PROBLEM STATEMENT
Produce a copy of every line in the records that holds the string "negative".

+++++

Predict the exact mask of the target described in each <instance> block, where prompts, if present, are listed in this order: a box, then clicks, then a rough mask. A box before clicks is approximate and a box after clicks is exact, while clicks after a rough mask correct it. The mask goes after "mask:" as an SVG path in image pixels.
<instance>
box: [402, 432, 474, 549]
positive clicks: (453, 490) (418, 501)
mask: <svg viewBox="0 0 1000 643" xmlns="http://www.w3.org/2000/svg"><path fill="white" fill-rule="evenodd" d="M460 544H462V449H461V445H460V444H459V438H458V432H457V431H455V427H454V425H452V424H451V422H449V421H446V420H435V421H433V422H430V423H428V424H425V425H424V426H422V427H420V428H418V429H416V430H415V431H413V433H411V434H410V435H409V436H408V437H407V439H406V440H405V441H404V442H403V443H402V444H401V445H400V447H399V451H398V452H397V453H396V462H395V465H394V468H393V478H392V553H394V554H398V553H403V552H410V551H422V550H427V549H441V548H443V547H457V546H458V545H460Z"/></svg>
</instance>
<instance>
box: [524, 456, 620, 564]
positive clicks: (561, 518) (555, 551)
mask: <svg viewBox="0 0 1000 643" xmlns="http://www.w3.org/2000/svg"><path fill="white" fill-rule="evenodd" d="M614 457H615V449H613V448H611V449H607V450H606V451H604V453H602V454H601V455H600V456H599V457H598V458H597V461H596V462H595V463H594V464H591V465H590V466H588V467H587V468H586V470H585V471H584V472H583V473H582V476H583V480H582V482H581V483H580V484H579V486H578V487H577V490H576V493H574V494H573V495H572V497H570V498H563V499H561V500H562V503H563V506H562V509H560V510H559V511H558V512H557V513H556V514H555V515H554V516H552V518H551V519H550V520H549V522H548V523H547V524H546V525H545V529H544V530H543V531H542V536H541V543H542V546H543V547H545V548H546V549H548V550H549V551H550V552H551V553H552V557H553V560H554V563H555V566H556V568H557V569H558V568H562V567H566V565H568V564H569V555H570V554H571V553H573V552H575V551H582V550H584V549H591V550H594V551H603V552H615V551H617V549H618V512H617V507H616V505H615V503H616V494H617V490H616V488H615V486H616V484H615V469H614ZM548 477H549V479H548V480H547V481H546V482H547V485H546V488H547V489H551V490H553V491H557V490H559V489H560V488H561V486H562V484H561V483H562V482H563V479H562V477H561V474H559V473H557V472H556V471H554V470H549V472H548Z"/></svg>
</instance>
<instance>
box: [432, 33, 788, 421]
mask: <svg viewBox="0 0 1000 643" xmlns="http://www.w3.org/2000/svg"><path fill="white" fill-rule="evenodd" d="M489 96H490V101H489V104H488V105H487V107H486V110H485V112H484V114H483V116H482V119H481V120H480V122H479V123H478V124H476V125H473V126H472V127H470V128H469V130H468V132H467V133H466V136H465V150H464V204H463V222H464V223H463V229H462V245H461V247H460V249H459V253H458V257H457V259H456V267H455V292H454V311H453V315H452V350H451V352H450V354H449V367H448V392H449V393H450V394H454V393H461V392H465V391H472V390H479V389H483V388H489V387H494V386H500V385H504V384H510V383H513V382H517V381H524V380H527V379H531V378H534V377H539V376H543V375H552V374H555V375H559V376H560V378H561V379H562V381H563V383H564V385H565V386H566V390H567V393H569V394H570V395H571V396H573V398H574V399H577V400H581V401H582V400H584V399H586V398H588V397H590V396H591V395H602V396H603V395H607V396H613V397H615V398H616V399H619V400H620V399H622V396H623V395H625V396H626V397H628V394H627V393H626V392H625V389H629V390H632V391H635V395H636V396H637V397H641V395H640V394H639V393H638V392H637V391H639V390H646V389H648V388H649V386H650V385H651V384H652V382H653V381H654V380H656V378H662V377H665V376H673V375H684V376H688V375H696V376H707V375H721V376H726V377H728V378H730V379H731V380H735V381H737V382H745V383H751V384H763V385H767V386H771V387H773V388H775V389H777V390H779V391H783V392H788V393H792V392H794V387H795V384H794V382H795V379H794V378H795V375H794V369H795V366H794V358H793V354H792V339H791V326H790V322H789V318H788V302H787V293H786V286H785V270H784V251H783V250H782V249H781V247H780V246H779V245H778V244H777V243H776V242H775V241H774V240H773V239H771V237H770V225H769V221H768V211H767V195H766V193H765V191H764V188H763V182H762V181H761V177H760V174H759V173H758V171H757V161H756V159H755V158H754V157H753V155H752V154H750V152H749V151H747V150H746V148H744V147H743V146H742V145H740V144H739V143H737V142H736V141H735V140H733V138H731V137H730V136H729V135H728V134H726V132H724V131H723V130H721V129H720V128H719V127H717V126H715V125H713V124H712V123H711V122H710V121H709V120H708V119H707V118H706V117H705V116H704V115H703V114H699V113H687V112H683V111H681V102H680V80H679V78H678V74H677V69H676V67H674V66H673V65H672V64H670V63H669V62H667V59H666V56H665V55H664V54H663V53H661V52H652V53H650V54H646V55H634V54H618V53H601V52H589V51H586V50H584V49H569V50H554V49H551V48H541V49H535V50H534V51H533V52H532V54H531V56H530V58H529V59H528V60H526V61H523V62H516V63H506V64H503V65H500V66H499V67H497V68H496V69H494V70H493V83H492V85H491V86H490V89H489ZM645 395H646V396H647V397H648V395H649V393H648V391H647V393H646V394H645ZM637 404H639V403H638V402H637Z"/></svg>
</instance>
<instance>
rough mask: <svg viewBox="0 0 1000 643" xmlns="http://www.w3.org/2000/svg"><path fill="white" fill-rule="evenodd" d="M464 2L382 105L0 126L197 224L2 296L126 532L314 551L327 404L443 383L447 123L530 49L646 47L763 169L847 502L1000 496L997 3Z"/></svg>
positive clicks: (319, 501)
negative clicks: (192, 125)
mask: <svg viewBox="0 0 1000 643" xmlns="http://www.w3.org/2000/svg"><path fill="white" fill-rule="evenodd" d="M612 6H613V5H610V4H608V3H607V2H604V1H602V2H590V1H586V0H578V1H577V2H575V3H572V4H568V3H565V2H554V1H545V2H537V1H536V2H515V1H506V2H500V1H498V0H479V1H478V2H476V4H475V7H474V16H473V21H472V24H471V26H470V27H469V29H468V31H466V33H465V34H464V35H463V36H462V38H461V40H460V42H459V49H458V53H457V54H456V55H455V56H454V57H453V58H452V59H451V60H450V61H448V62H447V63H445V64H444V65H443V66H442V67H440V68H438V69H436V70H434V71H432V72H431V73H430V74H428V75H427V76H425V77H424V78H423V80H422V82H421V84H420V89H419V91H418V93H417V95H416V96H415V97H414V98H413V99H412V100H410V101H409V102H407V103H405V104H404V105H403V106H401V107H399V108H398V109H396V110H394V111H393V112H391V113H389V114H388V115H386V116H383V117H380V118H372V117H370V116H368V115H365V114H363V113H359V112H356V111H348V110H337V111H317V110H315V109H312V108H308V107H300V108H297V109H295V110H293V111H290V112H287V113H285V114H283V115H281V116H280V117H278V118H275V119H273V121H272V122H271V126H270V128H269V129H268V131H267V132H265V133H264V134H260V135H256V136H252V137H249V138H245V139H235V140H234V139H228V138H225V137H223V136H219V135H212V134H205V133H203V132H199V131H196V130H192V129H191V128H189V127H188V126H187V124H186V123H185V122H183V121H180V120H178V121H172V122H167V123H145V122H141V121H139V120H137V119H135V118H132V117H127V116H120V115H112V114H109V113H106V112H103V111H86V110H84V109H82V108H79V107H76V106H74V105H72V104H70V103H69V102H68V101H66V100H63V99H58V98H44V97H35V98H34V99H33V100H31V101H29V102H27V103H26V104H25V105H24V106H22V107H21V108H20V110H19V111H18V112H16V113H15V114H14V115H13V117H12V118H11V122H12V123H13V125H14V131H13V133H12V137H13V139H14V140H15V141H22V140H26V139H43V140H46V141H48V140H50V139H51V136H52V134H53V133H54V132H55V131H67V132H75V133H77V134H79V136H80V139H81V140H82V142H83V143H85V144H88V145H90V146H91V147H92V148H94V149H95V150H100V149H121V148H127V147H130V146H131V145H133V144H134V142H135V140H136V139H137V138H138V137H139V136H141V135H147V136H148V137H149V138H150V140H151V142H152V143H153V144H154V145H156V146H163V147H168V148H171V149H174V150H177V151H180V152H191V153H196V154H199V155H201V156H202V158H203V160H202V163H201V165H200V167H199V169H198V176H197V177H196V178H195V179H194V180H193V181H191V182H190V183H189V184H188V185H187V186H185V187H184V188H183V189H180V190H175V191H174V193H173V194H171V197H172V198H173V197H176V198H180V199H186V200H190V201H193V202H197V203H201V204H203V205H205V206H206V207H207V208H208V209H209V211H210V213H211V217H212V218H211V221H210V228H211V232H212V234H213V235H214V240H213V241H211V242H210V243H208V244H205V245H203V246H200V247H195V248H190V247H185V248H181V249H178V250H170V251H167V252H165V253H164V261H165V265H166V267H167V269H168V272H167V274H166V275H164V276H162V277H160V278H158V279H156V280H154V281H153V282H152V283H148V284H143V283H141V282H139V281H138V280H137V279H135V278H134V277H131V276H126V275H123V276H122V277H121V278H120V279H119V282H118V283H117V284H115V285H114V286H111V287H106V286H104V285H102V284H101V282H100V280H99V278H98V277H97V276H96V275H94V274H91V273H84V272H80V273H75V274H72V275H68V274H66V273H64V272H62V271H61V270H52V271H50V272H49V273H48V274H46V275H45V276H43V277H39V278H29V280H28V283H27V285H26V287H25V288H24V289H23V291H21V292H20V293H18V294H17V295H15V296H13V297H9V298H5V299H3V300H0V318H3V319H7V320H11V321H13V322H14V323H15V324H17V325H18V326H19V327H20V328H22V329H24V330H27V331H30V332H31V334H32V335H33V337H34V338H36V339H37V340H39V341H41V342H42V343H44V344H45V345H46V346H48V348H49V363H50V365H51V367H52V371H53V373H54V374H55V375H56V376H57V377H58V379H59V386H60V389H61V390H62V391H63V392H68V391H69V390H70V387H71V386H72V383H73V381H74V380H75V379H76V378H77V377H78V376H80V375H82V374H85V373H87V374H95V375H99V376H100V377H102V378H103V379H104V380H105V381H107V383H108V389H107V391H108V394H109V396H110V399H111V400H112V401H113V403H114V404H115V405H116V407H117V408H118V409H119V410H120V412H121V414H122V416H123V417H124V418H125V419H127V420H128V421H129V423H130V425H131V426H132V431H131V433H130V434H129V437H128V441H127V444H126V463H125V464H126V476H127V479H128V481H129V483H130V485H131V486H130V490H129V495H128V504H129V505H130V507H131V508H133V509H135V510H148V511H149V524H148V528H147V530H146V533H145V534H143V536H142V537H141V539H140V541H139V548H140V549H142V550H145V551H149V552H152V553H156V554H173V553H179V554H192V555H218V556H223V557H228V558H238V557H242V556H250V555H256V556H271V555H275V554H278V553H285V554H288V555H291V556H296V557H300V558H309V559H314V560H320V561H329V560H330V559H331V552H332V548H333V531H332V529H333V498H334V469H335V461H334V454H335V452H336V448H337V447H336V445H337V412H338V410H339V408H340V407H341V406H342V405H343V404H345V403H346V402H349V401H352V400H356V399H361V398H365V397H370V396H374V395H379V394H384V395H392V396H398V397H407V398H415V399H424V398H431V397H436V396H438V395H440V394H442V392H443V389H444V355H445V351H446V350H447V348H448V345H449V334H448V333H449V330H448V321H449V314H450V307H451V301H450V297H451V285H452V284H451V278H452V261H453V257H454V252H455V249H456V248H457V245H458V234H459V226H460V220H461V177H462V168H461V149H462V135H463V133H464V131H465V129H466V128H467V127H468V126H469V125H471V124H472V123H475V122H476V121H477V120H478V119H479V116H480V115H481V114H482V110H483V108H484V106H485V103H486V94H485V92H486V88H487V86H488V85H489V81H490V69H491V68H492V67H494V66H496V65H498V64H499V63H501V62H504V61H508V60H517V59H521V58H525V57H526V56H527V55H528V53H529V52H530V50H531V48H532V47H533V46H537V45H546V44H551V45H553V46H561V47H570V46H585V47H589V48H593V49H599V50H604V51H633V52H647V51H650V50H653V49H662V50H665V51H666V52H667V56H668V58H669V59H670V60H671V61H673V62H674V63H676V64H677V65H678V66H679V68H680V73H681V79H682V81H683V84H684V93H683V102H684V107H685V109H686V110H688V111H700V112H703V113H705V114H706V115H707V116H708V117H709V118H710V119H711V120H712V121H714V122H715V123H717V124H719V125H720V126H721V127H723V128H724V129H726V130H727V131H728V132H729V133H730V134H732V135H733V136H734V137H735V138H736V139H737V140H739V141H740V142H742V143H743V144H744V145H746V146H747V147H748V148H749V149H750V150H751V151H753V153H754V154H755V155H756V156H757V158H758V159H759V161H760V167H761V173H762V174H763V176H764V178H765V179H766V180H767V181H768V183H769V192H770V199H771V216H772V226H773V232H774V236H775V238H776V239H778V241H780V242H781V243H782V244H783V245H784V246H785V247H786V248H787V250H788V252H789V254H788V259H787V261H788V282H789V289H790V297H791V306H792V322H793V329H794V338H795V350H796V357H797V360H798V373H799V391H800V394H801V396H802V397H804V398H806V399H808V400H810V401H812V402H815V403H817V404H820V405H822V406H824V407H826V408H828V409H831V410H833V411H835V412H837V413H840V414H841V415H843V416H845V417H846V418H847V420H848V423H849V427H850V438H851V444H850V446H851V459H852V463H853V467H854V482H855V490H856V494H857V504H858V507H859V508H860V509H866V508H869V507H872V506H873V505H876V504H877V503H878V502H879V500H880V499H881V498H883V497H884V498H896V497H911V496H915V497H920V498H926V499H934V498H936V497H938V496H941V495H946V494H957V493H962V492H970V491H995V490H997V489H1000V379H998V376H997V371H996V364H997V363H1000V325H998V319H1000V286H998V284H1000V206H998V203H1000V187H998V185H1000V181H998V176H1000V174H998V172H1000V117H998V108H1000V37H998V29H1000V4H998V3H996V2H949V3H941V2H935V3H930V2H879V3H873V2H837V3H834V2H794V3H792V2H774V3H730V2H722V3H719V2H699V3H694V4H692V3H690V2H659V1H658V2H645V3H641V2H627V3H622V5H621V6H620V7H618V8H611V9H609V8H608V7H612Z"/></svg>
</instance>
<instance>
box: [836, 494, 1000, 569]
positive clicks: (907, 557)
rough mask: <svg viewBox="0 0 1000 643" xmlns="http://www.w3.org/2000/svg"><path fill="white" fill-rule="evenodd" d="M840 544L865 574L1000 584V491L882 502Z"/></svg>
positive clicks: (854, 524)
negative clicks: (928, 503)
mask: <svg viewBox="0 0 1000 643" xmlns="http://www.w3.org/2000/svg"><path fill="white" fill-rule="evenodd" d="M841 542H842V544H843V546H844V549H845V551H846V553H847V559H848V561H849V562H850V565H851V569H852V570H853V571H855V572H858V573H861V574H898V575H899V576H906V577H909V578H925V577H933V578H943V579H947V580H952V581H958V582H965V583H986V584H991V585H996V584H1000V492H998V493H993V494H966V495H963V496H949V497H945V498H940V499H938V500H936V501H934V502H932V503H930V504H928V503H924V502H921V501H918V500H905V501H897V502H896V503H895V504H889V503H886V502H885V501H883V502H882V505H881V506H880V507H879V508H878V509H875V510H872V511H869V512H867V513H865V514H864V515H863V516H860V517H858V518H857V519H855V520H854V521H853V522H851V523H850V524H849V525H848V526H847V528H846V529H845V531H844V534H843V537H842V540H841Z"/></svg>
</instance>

+++++

YOUR SOLUTION
negative clicks: (192, 125)
negative clicks: (928, 503)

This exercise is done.